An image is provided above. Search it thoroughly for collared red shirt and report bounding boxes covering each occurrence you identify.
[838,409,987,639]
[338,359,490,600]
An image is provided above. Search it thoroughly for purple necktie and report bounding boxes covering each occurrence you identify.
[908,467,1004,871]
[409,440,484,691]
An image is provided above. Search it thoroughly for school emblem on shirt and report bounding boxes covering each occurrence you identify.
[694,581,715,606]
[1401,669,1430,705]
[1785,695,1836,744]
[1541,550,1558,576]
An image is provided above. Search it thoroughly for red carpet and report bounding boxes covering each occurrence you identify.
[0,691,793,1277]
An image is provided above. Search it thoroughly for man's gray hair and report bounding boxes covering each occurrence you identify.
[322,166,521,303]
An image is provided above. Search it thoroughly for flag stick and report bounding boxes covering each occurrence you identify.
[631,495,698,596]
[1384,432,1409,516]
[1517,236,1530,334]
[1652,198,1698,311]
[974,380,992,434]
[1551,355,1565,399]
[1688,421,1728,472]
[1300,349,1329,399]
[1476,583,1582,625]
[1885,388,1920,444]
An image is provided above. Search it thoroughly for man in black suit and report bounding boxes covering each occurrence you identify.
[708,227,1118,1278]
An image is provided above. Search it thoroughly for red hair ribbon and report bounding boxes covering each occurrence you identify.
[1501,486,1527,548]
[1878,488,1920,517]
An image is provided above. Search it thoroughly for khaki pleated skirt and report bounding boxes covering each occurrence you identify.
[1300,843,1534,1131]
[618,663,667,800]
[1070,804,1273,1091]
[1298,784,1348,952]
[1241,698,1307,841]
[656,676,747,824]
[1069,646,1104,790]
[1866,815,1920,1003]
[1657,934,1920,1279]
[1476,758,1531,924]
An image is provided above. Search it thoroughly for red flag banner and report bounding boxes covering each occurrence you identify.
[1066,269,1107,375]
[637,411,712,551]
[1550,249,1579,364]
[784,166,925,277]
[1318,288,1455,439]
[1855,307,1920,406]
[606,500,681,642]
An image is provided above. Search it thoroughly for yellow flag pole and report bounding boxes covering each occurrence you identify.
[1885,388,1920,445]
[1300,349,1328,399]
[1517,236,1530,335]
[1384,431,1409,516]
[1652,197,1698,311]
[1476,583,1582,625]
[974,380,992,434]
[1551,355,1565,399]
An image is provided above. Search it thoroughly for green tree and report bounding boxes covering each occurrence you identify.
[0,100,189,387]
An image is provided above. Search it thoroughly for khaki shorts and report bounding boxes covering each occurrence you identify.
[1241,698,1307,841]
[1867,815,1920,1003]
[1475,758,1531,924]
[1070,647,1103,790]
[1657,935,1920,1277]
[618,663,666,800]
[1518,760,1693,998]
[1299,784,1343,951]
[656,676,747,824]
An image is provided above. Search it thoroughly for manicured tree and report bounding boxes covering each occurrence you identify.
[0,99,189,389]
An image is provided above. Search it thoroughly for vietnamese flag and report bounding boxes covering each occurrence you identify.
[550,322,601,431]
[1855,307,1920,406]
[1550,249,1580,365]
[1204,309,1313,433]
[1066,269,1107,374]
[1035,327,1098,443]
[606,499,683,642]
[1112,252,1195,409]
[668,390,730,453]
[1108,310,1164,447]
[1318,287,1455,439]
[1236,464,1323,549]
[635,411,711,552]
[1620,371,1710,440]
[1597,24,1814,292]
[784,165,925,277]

## Your assignment
Output the complete set of records word for word.

## Result below
An image is provided above. Search it thoroughly for collared red shirt and report bounding boxes covering each occurrence you identify.
[838,409,987,639]
[338,359,490,600]
An image is provided above. Search it thoroughly for purple necktie and report bounding boxes covering each occurrence you identify.
[908,467,1004,871]
[409,440,484,691]
An image is provided above. Search it thoroughly for school emblem on shirt and report bounding boxes covering each occurrence you identify.
[694,581,715,606]
[1401,669,1430,705]
[1785,695,1836,744]
[1541,550,1558,576]
An image is provided above. Search it thoroughly for red carpet and report bounding boxes covering each occurrence you identify.
[0,691,793,1277]
An image is provided above. Search it thoroughly for man's gray hair and report bounding boxes covering each occurrence you identify.
[322,166,521,303]
An image is provided above. Search it thoroughly for flag stick and report bounding boxes covering each occurrence you identify.
[631,495,698,596]
[1384,432,1409,516]
[1517,236,1530,334]
[1652,198,1698,311]
[974,380,992,434]
[1551,355,1565,399]
[1688,421,1728,472]
[1300,349,1329,399]
[1476,583,1582,625]
[1885,388,1920,444]
An image is provided above. Search it thoroughly for man in black suit and report bounding boxes covering each occurrence you identify.
[708,227,1118,1278]
An image is provided above. Search it thoroughly for red hair ribbon and report bounding boxes covering each occurrence you identify.
[1501,486,1527,548]
[1878,488,1920,517]
An image is provided above. Search it thoroughly for khaki pleated skirt and report bounding boxes covering each occurrence you identify.
[1300,843,1534,1131]
[618,663,667,800]
[1070,804,1273,1091]
[1298,784,1348,952]
[1241,698,1307,841]
[656,676,747,824]
[1069,646,1104,790]
[1866,815,1920,1003]
[1657,934,1920,1279]
[1476,758,1531,924]
An image is provided above. Search it thoroughly for red flag banner and report bounding boxes covering each occurrence you identify.
[1066,269,1107,375]
[637,411,712,551]
[1550,249,1579,364]
[784,166,925,277]
[1318,288,1455,439]
[1855,307,1920,406]
[606,500,681,642]
An image is provided above. Search it thoroughly for yellow flag pole and report bounding boxes covering each occurrence you identify.
[1885,388,1920,445]
[1300,349,1328,399]
[1517,236,1530,335]
[1384,431,1409,516]
[1652,197,1698,311]
[1476,583,1582,625]
[974,380,992,434]
[1551,355,1565,399]
An image is provided above. Search it thoroughly for green tree and report bounding boxes covering each occurrence you identify.
[0,100,189,387]
An image is provided above. Search it thoroughly for khaki shorts and report bounding boxes covering each occurrence you identify.
[1241,698,1307,841]
[1867,815,1920,1003]
[1475,758,1531,924]
[1070,647,1103,790]
[1657,935,1920,1277]
[618,663,666,800]
[1518,760,1693,998]
[1299,784,1343,951]
[656,676,747,824]
An image is provided above. Search it thoroughly for manicured tree and report bounding boxes covering each occurrence you identify.
[0,99,189,389]
An image is provided above. Search it thoroughly for vietnamese flag and report bounding boxes covering each occurrence you identify.
[550,322,601,431]
[1855,307,1920,406]
[1550,249,1580,365]
[1204,309,1313,433]
[1066,269,1107,374]
[1035,327,1098,443]
[606,499,683,642]
[1112,252,1195,409]
[668,390,730,453]
[1108,310,1164,447]
[1318,287,1455,439]
[1236,464,1323,549]
[635,411,711,552]
[1620,371,1710,440]
[1597,24,1814,292]
[784,165,925,277]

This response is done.